━━━ Texte du document
Pour ne pas vous priver de la découverte de toutes ces "machines célibataires" (suivant la fameuse appellation de Michel Carrouges), je me contenterai d'un exemple pris au début du roman, qui est également caractéristique de la façon dont Florian Quittard construit un espace délibérément expressionniste, tout en préparant (sans en avoir l'air) l'affrontement final (page 16) :

"Le cabanon aux mille yeux. Il l'appelle ainsi car les murs et le plafond ont bel et bien des yeux par dizaines, par centaines. Pas de vrais yeux bien sûr, mais des lentilles. Des spéciales. Voici pourquoi... Lorsqu'un nouveau détenu fait son entrée, le médecin de la prison le prend à part, le rassure et l'allonge sur un brancard rouillé. Il fait signe à Saul, qui sort de l'ombre et se penche sur le détenu pour l'immobiliser. Le poids du maton l'étourdit aussitôt, ce dont profite le médecin pour déposer sur chaque oeil du prisonnier une lentille de contact. Le geste est bref, sans douleur, mais à peine la lentille frôle-t-elle la cornée qu'elle y plante de minuscules crocs. C'est ça qui l'active."


Cet extrait (sous influence lointaine des Chroniques de Durdane et de leur torque explosif) rend déjà palpable autant le dévoiement de la science à des fins bassement utilitaires que l'inversion délibérée des valeurs humanistes, ces deux hérésies du Persécuteur contre lesquelles va s'élever le Protecteur (en dépit de son apparente collaboration initiale).


Sous la fable en apparence inactuelle couve ainsi (comme dans tout roman-feuilleton qui se respecte) une critique sociale, ici dirigée contre les outrances du "transhumanisme", invoqué page 120 ou 201 par le Persécuteur (page 69, discours du directeur de prison, anticipant celui du Docteur, et calquant celui de certains de nos responsables politiques les plus en vue) :

"On ne se limite plus aux simples notions de vie ou de mort aujourd'hui. On pense en termes de concentration des individus, d'occupation de l'espace. La question est désormais de savoir si un détenu prend trop de place, ou plutôt quelle doit être la place de tous ces "nourris-logés-blanchis" dans un si petit monde où des familles entières de travailleurs n'ont ni toit ni repas. L'incarcération devient alors une science qui emprunte à d'autres sciences."
━━━━━━
━━━ Données affichées
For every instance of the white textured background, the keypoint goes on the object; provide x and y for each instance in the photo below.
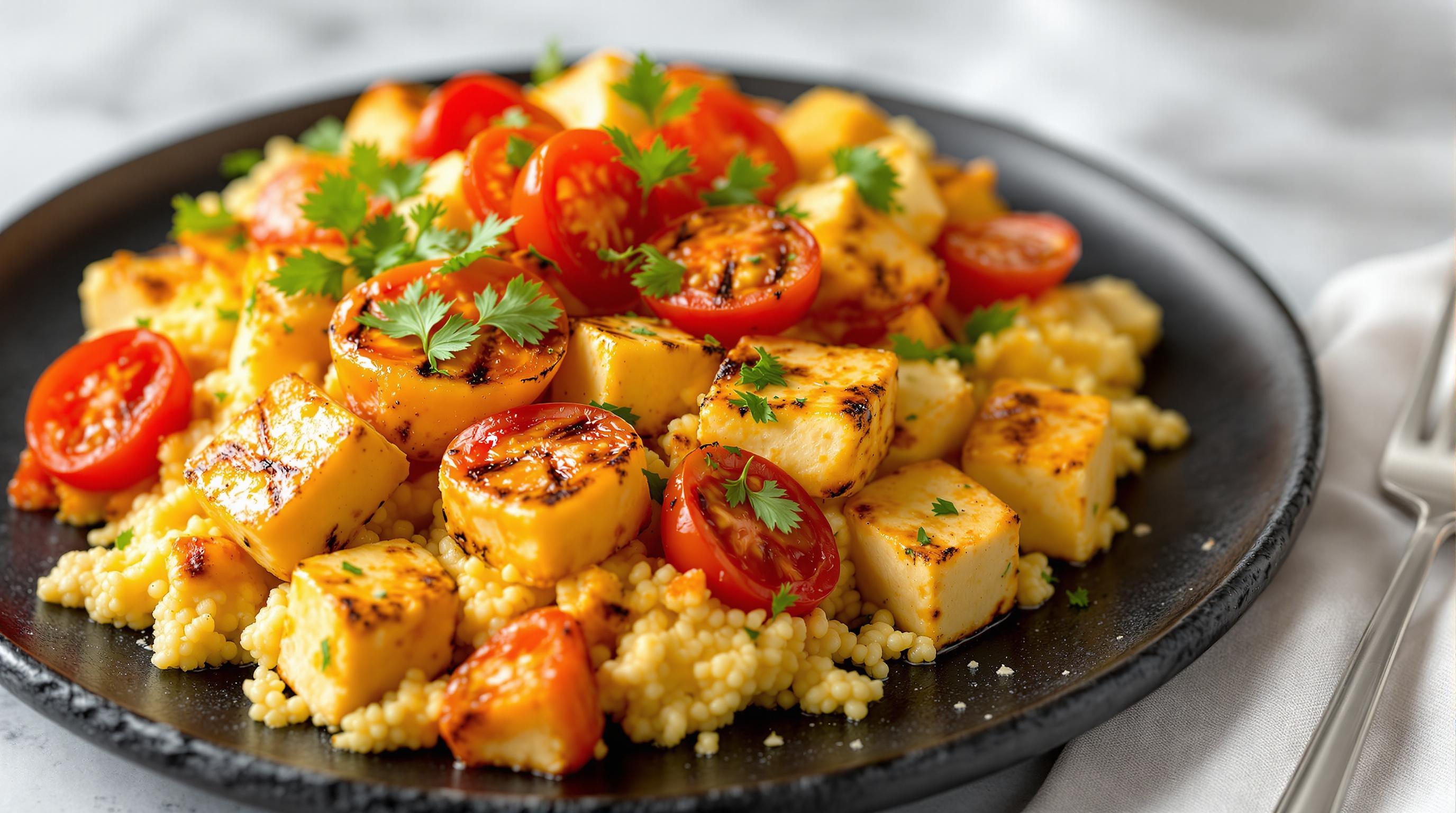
(1314, 133)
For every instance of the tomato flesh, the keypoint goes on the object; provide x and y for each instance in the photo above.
(1018, 254)
(744, 560)
(98, 413)
(749, 272)
(467, 105)
(576, 198)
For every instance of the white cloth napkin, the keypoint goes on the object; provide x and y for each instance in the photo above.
(1225, 735)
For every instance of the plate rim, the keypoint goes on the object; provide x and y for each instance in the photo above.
(262, 780)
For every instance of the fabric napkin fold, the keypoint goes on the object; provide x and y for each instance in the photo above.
(1226, 733)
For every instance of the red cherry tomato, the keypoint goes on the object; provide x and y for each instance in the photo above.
(1018, 254)
(467, 105)
(490, 178)
(744, 560)
(99, 411)
(723, 124)
(749, 272)
(574, 198)
(531, 682)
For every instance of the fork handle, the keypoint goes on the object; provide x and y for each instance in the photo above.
(1320, 783)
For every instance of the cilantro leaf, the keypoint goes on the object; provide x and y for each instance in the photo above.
(740, 183)
(656, 484)
(338, 203)
(517, 150)
(944, 508)
(782, 601)
(654, 165)
(326, 136)
(239, 162)
(523, 314)
(188, 216)
(766, 371)
(311, 273)
(872, 175)
(625, 413)
(989, 321)
(754, 405)
(549, 65)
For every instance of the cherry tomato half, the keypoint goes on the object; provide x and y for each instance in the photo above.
(467, 105)
(490, 178)
(1018, 254)
(723, 124)
(744, 560)
(574, 198)
(99, 411)
(749, 272)
(531, 682)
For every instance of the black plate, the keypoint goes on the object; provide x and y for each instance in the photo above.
(1234, 362)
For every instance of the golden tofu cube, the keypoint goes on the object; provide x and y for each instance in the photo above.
(832, 419)
(825, 120)
(954, 577)
(386, 115)
(1049, 454)
(360, 620)
(293, 475)
(921, 212)
(583, 95)
(932, 413)
(279, 334)
(867, 263)
(645, 365)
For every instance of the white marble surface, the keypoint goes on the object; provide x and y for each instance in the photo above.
(1312, 133)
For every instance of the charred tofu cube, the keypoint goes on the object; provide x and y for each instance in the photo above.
(829, 424)
(1049, 454)
(359, 620)
(935, 548)
(644, 365)
(293, 475)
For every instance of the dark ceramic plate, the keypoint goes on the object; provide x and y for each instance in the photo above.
(1234, 362)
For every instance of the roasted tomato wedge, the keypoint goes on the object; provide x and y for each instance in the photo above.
(467, 105)
(746, 562)
(389, 384)
(1018, 254)
(526, 700)
(490, 177)
(99, 411)
(576, 198)
(547, 489)
(749, 272)
(724, 124)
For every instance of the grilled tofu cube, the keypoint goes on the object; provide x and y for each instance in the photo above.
(825, 120)
(293, 475)
(951, 580)
(932, 413)
(867, 263)
(832, 419)
(583, 95)
(921, 210)
(386, 115)
(279, 334)
(360, 620)
(645, 365)
(1049, 454)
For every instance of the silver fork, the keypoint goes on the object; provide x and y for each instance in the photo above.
(1418, 471)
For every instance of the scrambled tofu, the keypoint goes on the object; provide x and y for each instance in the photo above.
(1049, 454)
(360, 620)
(831, 421)
(945, 572)
(293, 475)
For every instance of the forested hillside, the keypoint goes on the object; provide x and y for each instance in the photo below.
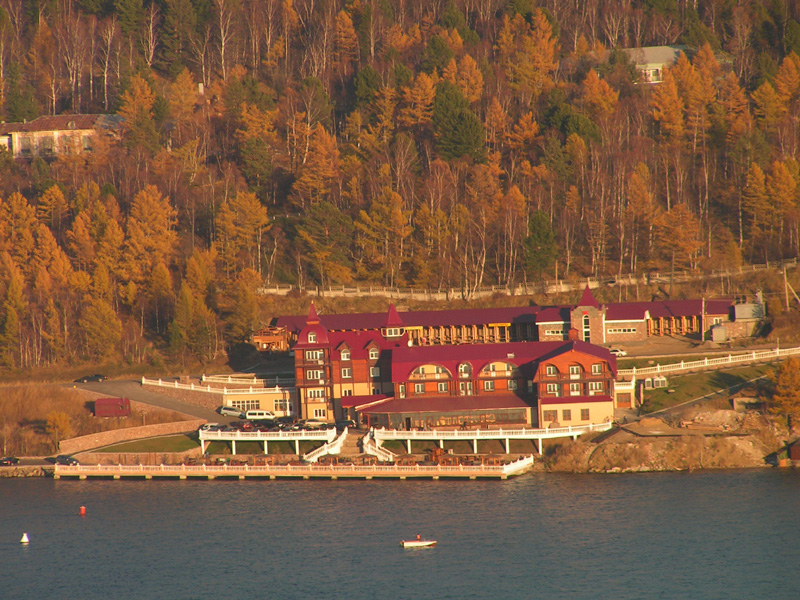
━━━━━━
» **Tâches**
1. Répondez à ces questions d'après le texte :
(a) Que le médecin dépose-t-il sur chaque œil du prisonnier ?
(b) Contre les outrances de quel courant la critique sociale est-elle dirigée ?
(c) Qui prononce le discours cité à la page 69 ?
2. Extrayez du texte, sans rien y changer, le passage qui commence aux mots « Cet extrait (sous » et s'arrête après « apparente collaboration initiale). ».

» **Réponses**
1.
(a) Une lentille de contact.
(b) Le « transhumanisme ».
(c) Le directeur de prison.

2.
Cet extrait (sous influence lointaine des Chroniques de Durdane et de leur torque explosif) rend déjà palpable autant le dévoiement de la science à des fins bassement utilitaires que l'inversion délibérée des valeurs humanistes, ces deux hérésies du Persécuteur contre lesquelles va s'élever le Protecteur (en dépit de son apparente collaboration initiale).